▶ _EXERCISE DESCRIPTION_: Please retype all of the entries that follow, leaving the images out.

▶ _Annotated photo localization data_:
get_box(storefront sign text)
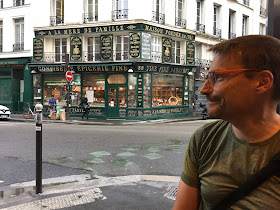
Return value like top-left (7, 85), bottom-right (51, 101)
top-left (127, 107), bottom-right (189, 117)
top-left (70, 36), bottom-right (82, 61)
top-left (129, 32), bottom-right (141, 59)
top-left (33, 38), bottom-right (44, 62)
top-left (141, 33), bottom-right (151, 60)
top-left (33, 65), bottom-right (130, 72)
top-left (101, 35), bottom-right (113, 61)
top-left (138, 74), bottom-right (143, 107)
top-left (136, 65), bottom-right (191, 74)
top-left (186, 42), bottom-right (195, 65)
top-left (162, 37), bottom-right (172, 63)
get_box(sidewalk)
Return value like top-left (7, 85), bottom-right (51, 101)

▶ _RESPONSE AREA_:
get_box(storefront sign text)
Return value like top-left (7, 85), bottom-right (51, 101)
top-left (127, 107), bottom-right (189, 117)
top-left (70, 36), bottom-right (82, 61)
top-left (129, 32), bottom-right (141, 59)
top-left (33, 38), bottom-right (44, 62)
top-left (141, 33), bottom-right (151, 60)
top-left (33, 65), bottom-right (130, 72)
top-left (101, 35), bottom-right (113, 61)
top-left (138, 74), bottom-right (143, 107)
top-left (136, 65), bottom-right (191, 74)
top-left (186, 42), bottom-right (195, 65)
top-left (162, 37), bottom-right (172, 63)
get_box(sidewalk)
Return value like top-left (7, 85), bottom-right (51, 101)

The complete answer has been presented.